- **Exercise set**
**a.** Please transcribe part of the case report, beginning at the words "Aneurysm of the" and stopping after the words "this rare pathology.".
**b.** Answer these questions from the case report:
(i) What ductal velocity was measured in the fetus?
(ii) At how many weeks of gestation did the mother take paracetamol?
(iii) Which connective tissue disorders are named as associated with ADA?

- **Document excerpt**
__________
Aneurysm of the ductus arteriosus (ADA) is an infrequent but potentially life-threatening condition characterized by saccular or fusiform dilation of the ductus arteriosus above the 95th percentile for gestational age.1 It is typically observed in fetuses in the late third trimester of pregnancy and often undergoes spontaneous resolution. However, complications such as spontaneous rupture of the aneurysm and thromboembolic complications have been described. Surgical intervention is only performed in specific situations, as mentioned previously.1,2 ADA has also been associated with genetic anomalies (trisomy 21, 13, Smith-Lemli-Opitz syndrome) and connective tissue disorders (Marfan syndrome, Ehlers-Danlos syndrome, Larsen syndrome).3,4 We believe it is interesting to show our experience in this rare pathology.

Clinical case

This concerns a 27 year old woman, feat 2, birth 0, abortion 1, with no significant medical history, currently at 35+5 weeks of gestation under obstetric care. She was referred to the fetal exploration unit due to suspicion of fetal cardiac malformation and tricuspid regurgitation. The fetal echocardiogram showed a structurally normal heart with mild tricuspid regurgitation, and no signs of heart failure were detected. Both ventricles exhibited good function. A dilated ductus arteriosus with an "S" shape measuring 10mm in length was observed, with a pulmonary end diameter of 3.2mm and an aortic origin diameter of 3mm (Figure 1 & 2). Ductal velocity was measured at 160cm/s. At the 37+6 weeks’ gestation evaluation, no significant changes were found compared to the previous fetal echocardiogram, with normal umbilical Doppler. The mother had a history of taking paracetamol at 29 weeks of gestation, every 8 hours for two days, due to a viral illness.

Figure 1 Dilated and tortuous “S” shaped ductus arteriosus in fetus of 35+5 gestational weeks.

Figure 2 Image of ductus arteriosus arising from the aorta and with a 10mm tortuous course reaching the origin of the left pulmonary artery.
__________
[Photo-based referring expression entries]
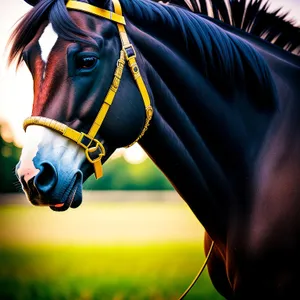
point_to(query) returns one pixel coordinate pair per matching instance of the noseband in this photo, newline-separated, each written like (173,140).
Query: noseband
(94,149)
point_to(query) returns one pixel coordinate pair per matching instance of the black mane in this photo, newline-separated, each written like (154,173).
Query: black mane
(254,18)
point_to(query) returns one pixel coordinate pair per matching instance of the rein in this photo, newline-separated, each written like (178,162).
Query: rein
(94,149)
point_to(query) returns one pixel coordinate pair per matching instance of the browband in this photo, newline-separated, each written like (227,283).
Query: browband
(94,149)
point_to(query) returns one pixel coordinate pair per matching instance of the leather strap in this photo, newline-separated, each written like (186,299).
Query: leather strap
(81,6)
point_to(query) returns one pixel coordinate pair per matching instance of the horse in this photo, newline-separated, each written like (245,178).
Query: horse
(214,107)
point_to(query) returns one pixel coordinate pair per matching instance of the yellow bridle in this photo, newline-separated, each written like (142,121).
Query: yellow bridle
__________
- **Solved problems**
**a.**
Aneurysm of the ductus arteriosus (ADA) is an infrequent but potentially life-threatening condition characterized by saccular or fusiform dilation of the ductus arteriosus above the 95th percentile for gestational age.1 It is typically observed in fetuses in the late third trimester of pregnancy and often undergoes spontaneous resolution. However, complications such as spontaneous rupture of the aneurysm and thromboembolic complications have been described. Surgical intervention is only performed in specific situations, as mentioned previously.1,2 ADA has also been associated with genetic anomalies (trisomy 21, 13, Smith-Lemli-Opitz syndrome) and connective tissue disorders (Marfan syndrome, Ehlers-Danlos syndrome, Larsen syndrome).3,4 We believe it is interesting to show our experience in this rare pathology.

**b.**
(i) 160cm/s
(ii) 29 weeks
(iii) Marfan syndrome, Ehlers-Danlos syndrome and Larsen syndrome